*** Dataset excerpts Section Begins ***

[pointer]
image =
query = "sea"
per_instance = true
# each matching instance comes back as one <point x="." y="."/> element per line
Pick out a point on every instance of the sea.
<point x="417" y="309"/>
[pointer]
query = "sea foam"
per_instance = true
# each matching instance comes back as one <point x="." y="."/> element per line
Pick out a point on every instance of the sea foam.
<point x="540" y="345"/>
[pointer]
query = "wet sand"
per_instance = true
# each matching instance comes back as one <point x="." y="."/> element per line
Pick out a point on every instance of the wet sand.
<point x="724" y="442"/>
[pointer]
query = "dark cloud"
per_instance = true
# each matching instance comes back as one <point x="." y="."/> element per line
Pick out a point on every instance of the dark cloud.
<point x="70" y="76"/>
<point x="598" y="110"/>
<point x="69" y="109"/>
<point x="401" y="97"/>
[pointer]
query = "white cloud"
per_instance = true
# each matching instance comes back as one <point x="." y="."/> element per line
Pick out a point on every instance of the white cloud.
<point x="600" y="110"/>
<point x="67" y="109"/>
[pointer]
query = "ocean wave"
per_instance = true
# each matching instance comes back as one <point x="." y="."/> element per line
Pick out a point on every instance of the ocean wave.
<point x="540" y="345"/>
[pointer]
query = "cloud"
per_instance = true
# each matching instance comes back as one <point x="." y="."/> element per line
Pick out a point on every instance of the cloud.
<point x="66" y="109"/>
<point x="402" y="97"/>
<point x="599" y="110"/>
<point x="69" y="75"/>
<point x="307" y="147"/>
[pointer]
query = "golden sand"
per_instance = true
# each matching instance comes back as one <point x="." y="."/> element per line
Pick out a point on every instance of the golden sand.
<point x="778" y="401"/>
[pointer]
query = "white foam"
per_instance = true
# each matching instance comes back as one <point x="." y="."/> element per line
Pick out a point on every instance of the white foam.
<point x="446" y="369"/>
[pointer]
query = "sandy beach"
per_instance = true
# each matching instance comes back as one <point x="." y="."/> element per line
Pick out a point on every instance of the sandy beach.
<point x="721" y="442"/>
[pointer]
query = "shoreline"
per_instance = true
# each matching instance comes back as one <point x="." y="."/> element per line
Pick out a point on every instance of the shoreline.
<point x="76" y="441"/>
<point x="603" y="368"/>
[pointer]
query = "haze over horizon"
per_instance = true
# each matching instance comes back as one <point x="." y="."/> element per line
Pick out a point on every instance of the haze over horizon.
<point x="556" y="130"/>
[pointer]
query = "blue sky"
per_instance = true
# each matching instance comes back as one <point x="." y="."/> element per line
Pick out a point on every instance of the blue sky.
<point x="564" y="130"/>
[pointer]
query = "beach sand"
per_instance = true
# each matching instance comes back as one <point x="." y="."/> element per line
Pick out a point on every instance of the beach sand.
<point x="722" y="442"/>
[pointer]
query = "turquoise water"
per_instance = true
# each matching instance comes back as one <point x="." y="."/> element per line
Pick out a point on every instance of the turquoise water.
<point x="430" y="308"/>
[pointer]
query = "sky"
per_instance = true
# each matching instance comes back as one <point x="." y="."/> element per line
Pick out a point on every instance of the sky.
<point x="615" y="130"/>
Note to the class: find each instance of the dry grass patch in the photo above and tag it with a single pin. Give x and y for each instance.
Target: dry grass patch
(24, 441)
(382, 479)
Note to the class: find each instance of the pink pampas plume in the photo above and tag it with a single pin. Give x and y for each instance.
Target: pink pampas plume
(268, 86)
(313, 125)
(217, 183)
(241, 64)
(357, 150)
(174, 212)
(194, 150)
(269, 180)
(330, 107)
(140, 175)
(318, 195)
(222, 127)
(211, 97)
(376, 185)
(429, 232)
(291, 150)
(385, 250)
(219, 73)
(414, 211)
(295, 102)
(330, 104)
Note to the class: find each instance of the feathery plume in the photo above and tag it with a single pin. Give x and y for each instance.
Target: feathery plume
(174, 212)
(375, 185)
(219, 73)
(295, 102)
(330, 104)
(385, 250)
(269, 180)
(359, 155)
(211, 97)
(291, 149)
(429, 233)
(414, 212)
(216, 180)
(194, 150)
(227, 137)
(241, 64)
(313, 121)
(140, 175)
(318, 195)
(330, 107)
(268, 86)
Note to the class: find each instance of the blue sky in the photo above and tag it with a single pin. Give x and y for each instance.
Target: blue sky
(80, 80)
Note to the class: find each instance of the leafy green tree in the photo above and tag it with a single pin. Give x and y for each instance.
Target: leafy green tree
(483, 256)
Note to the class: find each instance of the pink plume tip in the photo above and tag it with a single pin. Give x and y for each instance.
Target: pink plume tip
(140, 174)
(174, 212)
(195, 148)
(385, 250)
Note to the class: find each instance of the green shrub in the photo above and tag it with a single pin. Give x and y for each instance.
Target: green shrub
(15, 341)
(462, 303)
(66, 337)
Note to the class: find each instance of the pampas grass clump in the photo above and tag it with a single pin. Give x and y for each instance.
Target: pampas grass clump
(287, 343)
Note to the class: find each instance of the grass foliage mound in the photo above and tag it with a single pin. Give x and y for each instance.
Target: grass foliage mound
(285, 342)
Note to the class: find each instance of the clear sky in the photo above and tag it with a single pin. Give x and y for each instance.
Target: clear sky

*** Dataset excerpts Section Ends ***

→ **Description of the task**: Line by line, copy the records exactly.

→ **Written solution**:
[pointer]
image =
query = "sea"
per_instance = true
# each matching instance comes back as one <point x="." y="."/> element per line
Pick out a point on every instance of the sea.
<point x="417" y="309"/>
[pointer]
query = "sea foam"
per_instance = true
# each matching instance comes back as one <point x="." y="."/> element per line
Pick out a point on every instance of the sea foam.
<point x="540" y="345"/>
[pointer]
query = "wet sand"
per_instance = true
# each matching instance comes back as one <point x="." y="."/> element per line
Pick out a point on every instance of the wet sand.
<point x="724" y="442"/>
[pointer]
query = "dark cloud"
per_instance = true
# each matching instance comes back as one <point x="." y="."/> element per line
Pick out a point on every instance of the dark cloud.
<point x="70" y="76"/>
<point x="598" y="110"/>
<point x="69" y="109"/>
<point x="401" y="97"/>
[pointer]
query = "white cloud"
per_instance = true
# each matching instance comes back as one <point x="." y="."/> element per line
Pick out a point on every instance of the white cloud.
<point x="600" y="110"/>
<point x="67" y="109"/>
[pointer]
query = "ocean wave"
per_instance = true
# each matching instance comes back as one <point x="." y="."/> element per line
Pick out a point on every instance of the ocean wave.
<point x="540" y="345"/>
[pointer]
query = "cloud"
per_instance = true
# each matching instance comes back as one <point x="." y="."/> element per line
Pick out a point on every instance of the cloud.
<point x="66" y="109"/>
<point x="402" y="97"/>
<point x="599" y="110"/>
<point x="69" y="75"/>
<point x="307" y="147"/>
[pointer]
query = "golden sand"
per_instance = true
# each matching instance comes back as one <point x="." y="."/> element per line
Pick out a point on every instance of the golden sand.
<point x="778" y="401"/>
[pointer]
query = "white foam"
per_instance = true
# each matching instance comes back as one <point x="." y="."/> element per line
Pick out a point on every instance of the white foam.
<point x="446" y="369"/>
[pointer]
query = "sandy beach"
per_instance = true
# each matching instance comes back as one <point x="." y="."/> element per line
Pick out a point on every instance of the sandy beach.
<point x="721" y="442"/>
[pointer]
query = "shoreline"
per_instance = true
# each matching instance comes back as one <point x="." y="."/> element per line
Pick out a point on every instance of the shoreline.
<point x="76" y="441"/>
<point x="603" y="368"/>
[pointer]
query = "haze over horizon"
per_instance = true
# each matching instance comes back as one <point x="." y="."/> element per line
Pick out a point on every instance of the haze over horizon.
<point x="556" y="130"/>
[pointer]
query = "blue sky"
per_instance = true
# each matching instance comes back as one <point x="." y="."/> element per line
Pick out a point on every instance of the blue sky.
<point x="564" y="130"/>
[pointer]
query = "beach sand"
per_instance = true
# each matching instance comes back as one <point x="." y="."/> element per line
Pick out a point on every instance of the beach sand.
<point x="722" y="442"/>
[pointer]
query = "turquoise water"
per_instance = true
# each matching instance comes back as one <point x="." y="."/> element per line
Pick out a point on every instance of the turquoise water.
<point x="430" y="308"/>
[pointer]
query = "sky"
per_instance = true
# each matching instance comes back as one <point x="." y="."/> element per line
Pick out a point on every instance of the sky.
<point x="615" y="130"/>
Note to the class: find each instance of the dry grass patch in the photo above and tag it with a single pin. Give x and y for each instance.
Target: dry grass patch
(24, 441)
(382, 479)
Note to the class: find each instance of the pink pampas plume in the photo above and tag it with a single pin. Give x and y for each instance.
Target: pink pampas plume
(268, 86)
(313, 125)
(217, 183)
(241, 64)
(357, 150)
(174, 212)
(194, 150)
(269, 180)
(330, 107)
(140, 175)
(318, 195)
(222, 127)
(211, 97)
(376, 185)
(429, 232)
(291, 150)
(385, 250)
(219, 73)
(414, 211)
(295, 102)
(330, 104)
Note to the class: find each instance of the feathery plume in the photo above and tag it with a single pin. Give x and y for each instance.
Target: feathery plume
(174, 212)
(375, 185)
(219, 73)
(295, 102)
(330, 104)
(385, 250)
(269, 180)
(359, 155)
(211, 97)
(291, 149)
(429, 233)
(414, 212)
(216, 180)
(194, 150)
(227, 137)
(241, 64)
(313, 121)
(140, 175)
(318, 195)
(330, 107)
(268, 86)
Note to the class: find each instance of the blue sky in the photo above and tag it with a single pin. Give x and y for each instance.
Target: blue sky
(80, 80)
Note to the class: find each instance of the leafy green tree in the photo above and tag it with a single pin. Give x and y for each instance.
Target: leafy green tree
(483, 256)
Note to the class: find each instance of the pink plume tip in the photo above and tag it with a single pin. Give x and y for each instance.
Target: pink plume tip
(140, 174)
(174, 212)
(195, 148)
(385, 250)
Note to the class: find each instance of the green shrub in the photo above and tag it with a single pin. Give x and y for each instance.
Target: green shrub
(15, 341)
(462, 303)
(66, 337)
Note to the class: find each instance of the pampas grass clump in the photo above and tag it with a single pin. Give x and y for each instance.
Target: pampas grass clump
(287, 343)
Note to the class: find each instance of the grass foliage mound in the photo above and tag it with a single pin. Give x and y for each instance.
Target: grass foliage mound
(285, 342)
Note to the class: find each instance of the clear sky in the photo above and tag it with a single pin. Give x and y for each instance.
Target: clear sky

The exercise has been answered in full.